* YOUR ASSIGNMENT *
All of the data must be retyped exactly, with nothing left out.

..............................

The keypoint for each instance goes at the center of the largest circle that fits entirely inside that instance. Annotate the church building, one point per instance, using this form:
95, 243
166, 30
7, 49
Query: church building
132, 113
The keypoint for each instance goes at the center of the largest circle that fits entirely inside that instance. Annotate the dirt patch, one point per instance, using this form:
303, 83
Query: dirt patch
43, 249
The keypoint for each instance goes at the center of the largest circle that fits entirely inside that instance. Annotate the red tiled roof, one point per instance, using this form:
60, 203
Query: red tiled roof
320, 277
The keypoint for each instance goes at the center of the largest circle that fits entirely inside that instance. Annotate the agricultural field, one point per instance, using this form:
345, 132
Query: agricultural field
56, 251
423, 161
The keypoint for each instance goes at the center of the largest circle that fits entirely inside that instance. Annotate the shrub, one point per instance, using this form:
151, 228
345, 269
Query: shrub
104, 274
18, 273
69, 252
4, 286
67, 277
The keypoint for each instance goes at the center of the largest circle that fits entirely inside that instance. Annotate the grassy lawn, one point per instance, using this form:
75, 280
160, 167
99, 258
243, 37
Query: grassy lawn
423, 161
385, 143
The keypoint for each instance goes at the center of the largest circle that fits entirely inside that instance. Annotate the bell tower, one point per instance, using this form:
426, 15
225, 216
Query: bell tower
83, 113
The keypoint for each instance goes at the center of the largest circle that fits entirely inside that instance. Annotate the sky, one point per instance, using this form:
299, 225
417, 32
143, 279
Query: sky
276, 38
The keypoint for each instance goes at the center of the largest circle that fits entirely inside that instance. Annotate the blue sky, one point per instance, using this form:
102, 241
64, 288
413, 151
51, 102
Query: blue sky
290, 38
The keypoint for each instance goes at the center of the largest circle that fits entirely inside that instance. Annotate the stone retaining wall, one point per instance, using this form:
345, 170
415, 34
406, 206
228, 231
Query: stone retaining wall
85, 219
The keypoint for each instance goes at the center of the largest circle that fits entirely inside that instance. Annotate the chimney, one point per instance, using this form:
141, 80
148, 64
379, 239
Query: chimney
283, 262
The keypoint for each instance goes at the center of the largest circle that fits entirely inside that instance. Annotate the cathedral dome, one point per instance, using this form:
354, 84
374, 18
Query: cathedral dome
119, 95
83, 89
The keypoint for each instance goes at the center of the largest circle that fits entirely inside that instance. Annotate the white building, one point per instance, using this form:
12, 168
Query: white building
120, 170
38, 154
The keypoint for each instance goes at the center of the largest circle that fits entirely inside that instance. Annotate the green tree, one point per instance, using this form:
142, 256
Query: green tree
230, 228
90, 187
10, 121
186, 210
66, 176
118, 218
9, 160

..............................

* RESULT FOR THIS EXERCISE *
The keypoint for each instance goes at the center of the largest circle that fits entirely inside that instance. Annotate the church building, one point per instance, using this form:
95, 243
166, 30
7, 49
Query: church building
132, 113
The keypoint for each instance goes at the center of the largest circle that fits entirely inside that instance. Annotate the dirt patch, one point per instance, using this form:
303, 83
Query: dirt patch
43, 249
The keypoint for each instance goes at the center of the largest circle that fits entirely inside that instance. Annotate the red tiled roof, one point per instance, using this form:
60, 203
Query: red tiled roof
320, 277
The keypoint for each instance goes at the center of the largest circle that fits entirely inside that instance. Annotate the agricultural field, one point per instance, using this form:
345, 132
Query: agricultural field
56, 251
423, 161
The keypoint for each instance goes at the center of the largest circle that fits entirely inside that instance. Annotate the shrub, one point per instance, using this form:
151, 228
345, 269
Query: shrub
104, 274
18, 273
69, 252
4, 286
67, 277
The keypoint for each instance goes at the center of the largest circle that fits entirely inside that instance. Annotate the grassy lawn, one point per instance, using this form:
75, 280
160, 167
99, 258
243, 37
Query: grassy lawn
423, 161
385, 143
The keypoint for each instance goes at the center of the largest circle that fits entirely inside that instance. Annotate the bell tower, one point per instance, using this form:
426, 15
225, 216
Query: bell tower
83, 113
The keypoint for each instance goes at the center of the largest circle that fits entirely inside that instance. Annotate the sky, one point per instance, using this form:
299, 225
417, 32
143, 279
Query: sky
276, 38
The keypoint for each instance goes at the center of the largest circle that fits entirely inside that instance. Annotate the blue sky, one point per instance, using this form:
102, 241
64, 288
413, 151
51, 102
Query: blue sky
290, 38
The keypoint for each instance goes at the center of the largest circle that fits entirely inside that instance. Annotate the stone retaining wall, one point per instance, using this form:
345, 170
415, 34
406, 206
228, 231
Query: stone retaining wall
85, 219
The keypoint for each instance goes at the center of the largest circle that fits entirely inside that instance. Annotate the chimney, one point per instance, using this form:
141, 80
148, 64
379, 239
Query: chimney
283, 262
The keypoint for each instance goes at the center of the largest circle that fits entirely inside that instance. Annotate the cathedral dome, one point per instance, using this form:
354, 84
374, 18
Query: cathedral dome
119, 95
83, 89
The keypoint for each instance goes at the center of the largest circle that fits entirely inside that instance. Annotate the white building, one point per instance, using this form:
12, 168
Query: white building
120, 170
38, 154
The keypoint for each instance goes at the center of the largest circle that fits entirely inside that instance. Annotate the green tree, one point per instance, using this form:
142, 256
Query: green tree
230, 228
90, 187
10, 121
186, 210
66, 176
118, 218
9, 160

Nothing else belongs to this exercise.